* begin *
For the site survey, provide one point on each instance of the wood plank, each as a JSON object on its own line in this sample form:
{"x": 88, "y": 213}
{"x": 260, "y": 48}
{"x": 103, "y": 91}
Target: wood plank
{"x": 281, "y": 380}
* end *
* To be done: Count the lines of the records above that contain the string "wood", treating case as significant. Give only the number.

* Complete output: 2